== Tarea 1 ==
¿Cuántos muertos y cuántos ciegos produjo el episodio del licorcafé de Orense, según el texto sobre los pequeños productores?
== Tarea 2 ==
Retoma el texto sobre los pequeños productores y la garantía sanitaria y sigue escribiéndolo a partir de su última frase.

== Sección de texto ==
::::
No, las leyes que obligan a los
pequeños productores ninguneados, cuando no agredidos, por las grandes tramas
de distribución, las grandes cadenas de comercialización, y las grandes
empresas de transformación, y los
políticos que trabajan a su favor, a abandonar su actividad, a dejar sus
tierras en barbecho, o prescindir de su ganado, y marchar a malvivir en la gran
ciudad y dar a luz a unas generaciones sin anclaje vital, sin tradición productiva
y sin la herencia de unos saberes que van desapareciendo, son las principales causantes
del problema.
Así que comemos vegetales inmaduros
o genéticamente modificados, lácteos transformados en productos extraños,
carnes hormonadas y tratadas con productos que nuestro organismo no tolera, o
pescados criados artificialmente que generan extrañas grasas y adolecen de una
insipidez insoportable. Y todo ello a beneficio de un mito insostenible, la
garantía sanitaria que se promete por ley y se incumple de forma práctica. La
garantía, imposible, de la inocuidad de un montón de procedimientos y productos
con sigla, tipo explosivo, que metemos a nuestro cuerpo con la promesa de que
no nos van a matar fulminantemente, si no que nos van a ir matando poco a poco,
sin que podamos relacionarlo directamente, salvo con estudios, como la epigenética,
esa gran desconocida, que nos explica cómo nos vamos transformando interiormente
con nuestros hábitos.
Cuando desprecio, con todo el
desprecio que mi cuerpo puede contener, el argumento de la garantía sanitaria,
y me quejo, con todo el dolor y toda la desesperación de las que soy capaz, de
la política de acoso y derribo de los pequeños productores, del acoso al que
algunos Eliott Ness de pacotilla destinados en lugares donde el productor es tan
pequeño que raramente sobrepasa el autoconsumo, y ponen en su erradicación un
celo digno de mayores empresas, y pongo sobre la mesa la persecución que los
pequeños productores gallegos, esos que tienen dos vacas, treinta litros de
vino, un huerto y diez de aguardiente, del que te venden dos, enseguida alguien
me saca el episodio de licorcafé de Orense para justificarlo. Un caso de hace 56
años, que produjo 51 muertos y 9 ciegos, ¿cuántos muertos ha producido la
obesidad en estos cincuenta y tres años? ¿Cuántos trastornos alimentarios por
transformaciones más o menos permitidas? ¿Cuál ha sido el coste sanitario?
::::
Entradas guardadas:

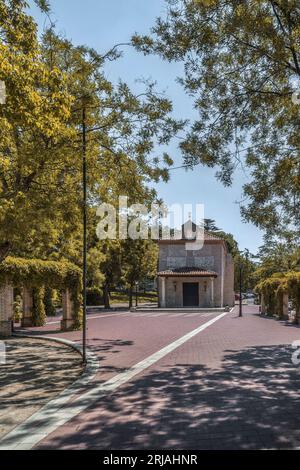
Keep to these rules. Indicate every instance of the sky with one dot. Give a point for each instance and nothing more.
(103, 23)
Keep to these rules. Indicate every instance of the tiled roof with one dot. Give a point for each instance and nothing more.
(180, 272)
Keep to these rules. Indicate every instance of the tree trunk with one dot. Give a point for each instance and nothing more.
(4, 250)
(106, 296)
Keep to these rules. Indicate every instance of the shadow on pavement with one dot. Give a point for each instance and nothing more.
(251, 402)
::::
== Respuesta 1 ==
51 muertos y 9 ciegos.

== Respuesta 2 ==
Difícil de calcular, ya que no son aplicaciones directas, si no daños
residuales, colaterales se dice ahora ¿no?, de manipulaciones no siempre
transparentes.
A veces, llamenme exagerado, no
puedo evitar pensar en las ratas, en la ingeniería química que diseña esos
venenos que son eficaces porque solo actúan cuando la capacidad de memoria del
animal está sobrepasada, de tal manera que no pueden asociar su muerte con el
acto de haber ingerido el producto. Esclarecedor.
En fín, que exagerado, o no, al
final, para mí, claro, la culpa de la obesidad en España no es de la
tecnología, ni de la falta de ejercicio, que también, ni siquiera del
chachachá, la culpa de la obesidad en España va a ser culpa de una política
alimentaria más preocupada de favorecer a grandes estructuras que de asegurar
la educación de sus administrados, la calidad de los productos finales o la
garantía sanitaria bajo la que escuda su demoledora actuación. La culpa va a
ser de una legislación que tiende a desmontar una tradición alimentaria
acumulada durante siglos y que une a una calidad incuestionable del producto,
una capacidad de equilibrar y adaptar la dieta a cualquier necesidad, y una
variedad casi infinita de preparaciones, para favorecer la irrupción de
productos de ínfima calidad, la miel china, los garbanzos canadienses, … frente
a los propios que van desapareciendo por imposibilidad de competir, por
aplastamiento.
Garantía sanitaria, ¡ja¡, que se
lo digan a los de la carne mechada, a los de la peste aviar o a los de las
vacas locas. Eso sí, por ingesta de licorcafé con alcohol metílico no va ha
vuelto a morir nadie desde 1963 gracias a esas leyes que nos cuidan, a esas
leyes que nos permiten aseverar que si hay obesidad en España la culpa ha sido,
es y será, del chachachá, y que les quiten lo bailao a los que se lo llevan, o
se lo traen, crudo, o ultraprocesado.